> Source text:

────────────────────

Solving our child care challenges is imperative from a variety of perspectives. As I often read and hear, many of us face these challenges personally in our day-to-day lives. While not all of us may have a direct personal stake in early childhood development, nearly all of us are impacted by it in the broader economic context. As Gov. Scott so aptly described in his recent inaugural address, addressing our state’s shortage of high-quality, affordable child care is very much a part of resolving Vermont’s overall affordability issues.
That’s why I’ve decided to join Vermont’s Early Childhood Business Council. We are a coalition of employers and business leaders who recognize the importance of high-quality, affordable child care to Vermont’s economic health and prosperity.
In the spirit of Malcolm Gladwell, I’m writing this commentary as a rallying cry for businesses, workers and legislators to become more invested in this issue for the sake of reaching a tipping point. Thanks to the work of organizations such as Let’s Grow Kids, we’re oh so close. The energy is flowing in the right direction and I believe 2017 could be the year that the tipping point is reached. Politically, child care is a non-partisan problem and therefore there are plenty of seats at the table.
According to the Joint Fiscal Office’s 2015 Basic Needs Budget, child care is generally the second highest expenditure behind housing. In fact, for families with two wage earners and two children, child care costs exceed housing costs by upwards of $200 per month. Middle-income families with two parents and two young children spend 28 to 40 percent of their income on child care. Shockingly, the cost of child care often exceeds the cost of in-state tuition at Vermont’s state colleges.
Whenever I see an opportunity, I ask parents about their child care experiences. A friend of mine, a mother of three kids, told me she had just $9 left over from her bi-weekly paycheck after child care expenses for two kids. Her husband’s paycheck took care of the rest of the bills. Now it’s true that my friend could have just stayed home since paying for child care was essentially a wash. In fact, she did stay home while her kids were infants and toddlers, but she’s a professional woman and wanted to get back to work not only because she’s a go-getter, but also for her sanity. In today’s dynamic work world, mothers and fathers should have the ability and flexibility to balance parenting responsibilities and the desire to work. As it stands, they’re often forced to make tough choices.

────────────────────

> Data lines:
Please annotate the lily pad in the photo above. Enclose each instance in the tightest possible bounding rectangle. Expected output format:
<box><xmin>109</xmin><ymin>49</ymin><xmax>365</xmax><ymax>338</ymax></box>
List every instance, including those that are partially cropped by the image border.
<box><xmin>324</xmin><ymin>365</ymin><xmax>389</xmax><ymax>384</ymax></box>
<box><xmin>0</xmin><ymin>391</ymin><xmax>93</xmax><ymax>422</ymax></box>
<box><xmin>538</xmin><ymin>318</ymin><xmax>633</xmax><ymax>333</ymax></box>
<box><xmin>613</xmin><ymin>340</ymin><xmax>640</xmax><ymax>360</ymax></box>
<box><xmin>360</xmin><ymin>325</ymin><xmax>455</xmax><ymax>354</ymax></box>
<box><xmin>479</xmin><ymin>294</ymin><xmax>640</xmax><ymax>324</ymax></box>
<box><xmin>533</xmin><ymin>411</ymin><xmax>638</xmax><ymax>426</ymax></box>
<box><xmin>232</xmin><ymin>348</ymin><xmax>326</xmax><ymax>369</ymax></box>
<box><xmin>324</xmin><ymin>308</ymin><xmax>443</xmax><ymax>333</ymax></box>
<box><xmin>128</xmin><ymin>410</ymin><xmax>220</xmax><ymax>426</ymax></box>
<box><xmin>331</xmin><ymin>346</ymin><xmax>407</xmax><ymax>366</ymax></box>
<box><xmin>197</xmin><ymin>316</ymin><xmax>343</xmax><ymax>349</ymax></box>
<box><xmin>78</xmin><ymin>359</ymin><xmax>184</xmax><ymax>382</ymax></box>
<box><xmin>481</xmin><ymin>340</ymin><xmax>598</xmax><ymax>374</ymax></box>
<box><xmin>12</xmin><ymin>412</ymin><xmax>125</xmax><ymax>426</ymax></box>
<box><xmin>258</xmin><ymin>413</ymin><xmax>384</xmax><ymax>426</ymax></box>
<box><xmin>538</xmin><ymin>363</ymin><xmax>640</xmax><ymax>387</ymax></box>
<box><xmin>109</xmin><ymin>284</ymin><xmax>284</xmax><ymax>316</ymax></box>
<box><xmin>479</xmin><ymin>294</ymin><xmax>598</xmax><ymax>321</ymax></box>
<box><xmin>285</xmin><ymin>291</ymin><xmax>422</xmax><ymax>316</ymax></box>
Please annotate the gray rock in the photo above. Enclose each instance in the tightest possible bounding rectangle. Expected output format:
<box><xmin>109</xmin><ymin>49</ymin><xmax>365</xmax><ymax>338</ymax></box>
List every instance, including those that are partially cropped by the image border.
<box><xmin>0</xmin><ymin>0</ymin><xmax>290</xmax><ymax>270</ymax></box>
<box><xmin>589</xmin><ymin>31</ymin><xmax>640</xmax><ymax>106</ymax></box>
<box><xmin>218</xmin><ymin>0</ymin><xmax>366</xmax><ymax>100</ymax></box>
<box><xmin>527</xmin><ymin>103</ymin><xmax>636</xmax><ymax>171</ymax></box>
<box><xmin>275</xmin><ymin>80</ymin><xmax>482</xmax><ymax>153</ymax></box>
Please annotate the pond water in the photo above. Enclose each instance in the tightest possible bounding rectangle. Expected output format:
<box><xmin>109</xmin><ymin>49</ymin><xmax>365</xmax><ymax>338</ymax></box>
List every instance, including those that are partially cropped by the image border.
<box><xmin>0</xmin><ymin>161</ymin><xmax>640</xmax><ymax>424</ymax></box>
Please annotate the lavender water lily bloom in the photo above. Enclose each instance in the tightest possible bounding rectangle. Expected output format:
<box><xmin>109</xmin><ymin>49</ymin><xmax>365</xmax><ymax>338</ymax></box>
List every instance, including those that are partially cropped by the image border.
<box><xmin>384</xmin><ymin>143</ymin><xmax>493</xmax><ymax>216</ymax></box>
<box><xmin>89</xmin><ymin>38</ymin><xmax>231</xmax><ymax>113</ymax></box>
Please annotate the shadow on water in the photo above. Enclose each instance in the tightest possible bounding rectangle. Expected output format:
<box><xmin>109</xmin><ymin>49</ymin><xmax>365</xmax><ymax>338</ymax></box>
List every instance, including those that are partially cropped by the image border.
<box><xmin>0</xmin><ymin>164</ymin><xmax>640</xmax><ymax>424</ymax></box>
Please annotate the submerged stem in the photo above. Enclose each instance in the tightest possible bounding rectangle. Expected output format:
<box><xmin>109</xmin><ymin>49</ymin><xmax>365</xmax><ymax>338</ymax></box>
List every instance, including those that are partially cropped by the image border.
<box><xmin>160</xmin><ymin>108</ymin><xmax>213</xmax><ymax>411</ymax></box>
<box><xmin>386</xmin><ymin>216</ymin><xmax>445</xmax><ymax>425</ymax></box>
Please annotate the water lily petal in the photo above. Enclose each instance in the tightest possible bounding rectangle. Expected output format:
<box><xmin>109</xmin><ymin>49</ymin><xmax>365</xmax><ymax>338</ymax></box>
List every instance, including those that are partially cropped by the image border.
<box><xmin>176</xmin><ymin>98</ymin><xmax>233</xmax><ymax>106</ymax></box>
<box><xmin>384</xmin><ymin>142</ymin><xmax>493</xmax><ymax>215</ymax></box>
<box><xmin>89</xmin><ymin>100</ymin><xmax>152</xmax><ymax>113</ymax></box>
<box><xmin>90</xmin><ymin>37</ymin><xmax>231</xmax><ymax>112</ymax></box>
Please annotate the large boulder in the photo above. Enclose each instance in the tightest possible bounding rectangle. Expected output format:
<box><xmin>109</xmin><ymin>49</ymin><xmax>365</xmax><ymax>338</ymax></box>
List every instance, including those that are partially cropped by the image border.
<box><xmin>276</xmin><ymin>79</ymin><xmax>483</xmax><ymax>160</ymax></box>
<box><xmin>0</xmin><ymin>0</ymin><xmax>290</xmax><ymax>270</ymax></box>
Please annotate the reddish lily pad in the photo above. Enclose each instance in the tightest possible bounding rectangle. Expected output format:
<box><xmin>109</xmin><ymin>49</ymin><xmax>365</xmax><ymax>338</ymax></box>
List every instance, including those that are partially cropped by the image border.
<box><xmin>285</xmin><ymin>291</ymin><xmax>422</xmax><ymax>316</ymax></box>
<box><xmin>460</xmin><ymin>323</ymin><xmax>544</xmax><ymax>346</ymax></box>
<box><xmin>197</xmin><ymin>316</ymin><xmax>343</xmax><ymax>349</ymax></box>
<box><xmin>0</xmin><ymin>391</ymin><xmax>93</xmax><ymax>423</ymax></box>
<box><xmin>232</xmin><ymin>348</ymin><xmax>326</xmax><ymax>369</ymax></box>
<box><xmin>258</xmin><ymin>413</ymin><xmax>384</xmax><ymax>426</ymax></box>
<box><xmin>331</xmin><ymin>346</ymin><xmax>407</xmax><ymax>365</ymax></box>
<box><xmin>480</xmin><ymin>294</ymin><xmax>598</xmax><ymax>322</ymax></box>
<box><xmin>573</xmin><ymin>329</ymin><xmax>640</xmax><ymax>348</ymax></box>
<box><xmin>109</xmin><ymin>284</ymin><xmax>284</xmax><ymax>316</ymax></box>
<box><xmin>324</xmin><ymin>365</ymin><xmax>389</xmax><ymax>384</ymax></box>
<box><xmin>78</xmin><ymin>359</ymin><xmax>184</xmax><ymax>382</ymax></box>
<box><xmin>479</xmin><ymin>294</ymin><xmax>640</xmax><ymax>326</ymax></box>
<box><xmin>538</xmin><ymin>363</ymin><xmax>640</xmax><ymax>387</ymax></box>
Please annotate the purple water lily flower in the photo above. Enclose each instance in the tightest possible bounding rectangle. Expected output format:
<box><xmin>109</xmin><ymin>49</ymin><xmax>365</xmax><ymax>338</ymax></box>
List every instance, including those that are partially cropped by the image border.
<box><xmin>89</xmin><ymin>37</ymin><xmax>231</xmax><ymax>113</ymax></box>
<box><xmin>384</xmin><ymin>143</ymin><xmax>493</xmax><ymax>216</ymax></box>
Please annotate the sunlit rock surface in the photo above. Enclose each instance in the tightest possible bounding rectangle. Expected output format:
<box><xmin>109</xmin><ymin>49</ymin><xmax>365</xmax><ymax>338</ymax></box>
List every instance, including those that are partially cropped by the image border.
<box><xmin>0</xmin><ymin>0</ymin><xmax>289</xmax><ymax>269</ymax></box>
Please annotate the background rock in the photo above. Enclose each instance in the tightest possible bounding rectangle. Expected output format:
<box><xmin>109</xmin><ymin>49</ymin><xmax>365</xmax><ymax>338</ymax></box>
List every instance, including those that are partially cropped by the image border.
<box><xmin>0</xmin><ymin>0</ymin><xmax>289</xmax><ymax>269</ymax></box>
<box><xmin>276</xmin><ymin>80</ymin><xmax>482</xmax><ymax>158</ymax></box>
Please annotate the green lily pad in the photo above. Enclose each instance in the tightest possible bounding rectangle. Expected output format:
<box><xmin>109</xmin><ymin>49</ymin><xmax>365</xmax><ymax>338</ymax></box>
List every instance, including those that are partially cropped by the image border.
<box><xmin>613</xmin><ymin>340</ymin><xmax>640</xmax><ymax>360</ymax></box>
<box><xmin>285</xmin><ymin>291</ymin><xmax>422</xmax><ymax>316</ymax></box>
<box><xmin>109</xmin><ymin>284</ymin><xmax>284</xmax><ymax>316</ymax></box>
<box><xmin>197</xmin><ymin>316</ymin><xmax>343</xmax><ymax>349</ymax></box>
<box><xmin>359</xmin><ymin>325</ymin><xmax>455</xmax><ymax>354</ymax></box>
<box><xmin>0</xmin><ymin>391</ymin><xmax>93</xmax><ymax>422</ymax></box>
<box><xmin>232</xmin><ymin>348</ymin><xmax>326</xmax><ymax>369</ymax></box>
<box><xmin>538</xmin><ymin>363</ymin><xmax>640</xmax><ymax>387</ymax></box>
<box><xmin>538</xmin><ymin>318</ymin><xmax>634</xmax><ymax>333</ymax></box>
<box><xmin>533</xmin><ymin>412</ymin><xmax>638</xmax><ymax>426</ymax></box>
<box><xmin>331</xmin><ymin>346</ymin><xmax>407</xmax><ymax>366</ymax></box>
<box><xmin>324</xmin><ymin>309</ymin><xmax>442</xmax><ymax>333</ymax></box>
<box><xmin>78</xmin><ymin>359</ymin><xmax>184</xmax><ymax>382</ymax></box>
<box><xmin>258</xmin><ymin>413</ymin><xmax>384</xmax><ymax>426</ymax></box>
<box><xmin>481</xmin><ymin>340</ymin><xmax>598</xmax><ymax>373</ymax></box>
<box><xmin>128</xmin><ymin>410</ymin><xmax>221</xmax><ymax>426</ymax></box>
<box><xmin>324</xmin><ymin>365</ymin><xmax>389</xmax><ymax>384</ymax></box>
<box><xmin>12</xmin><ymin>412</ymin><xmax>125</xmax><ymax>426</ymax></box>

────────────────────

> To do: Please extract the passage of the child care commentary starting at "Whenever I see" and ending at "make tough choices.". The lines have no connection to the child care commentary.

> Output:
Whenever I see an opportunity, I ask parents about their child care experiences. A friend of mine, a mother of three kids, told me she had just $9 left over from her bi-weekly paycheck after child care expenses for two kids. Her husband’s paycheck took care of the rest of the bills. Now it’s true that my friend could have just stayed home since paying for child care was essentially a wash. In fact, she did stay home while her kids were infants and toddlers, but she’s a professional woman and wanted to get back to work not only because she’s a go-getter, but also for her sanity. In today’s dynamic work world, mothers and fathers should have the ability and flexibility to balance parenting responsibilities and the desire to work. As it stands, they’re often forced to make tough choices.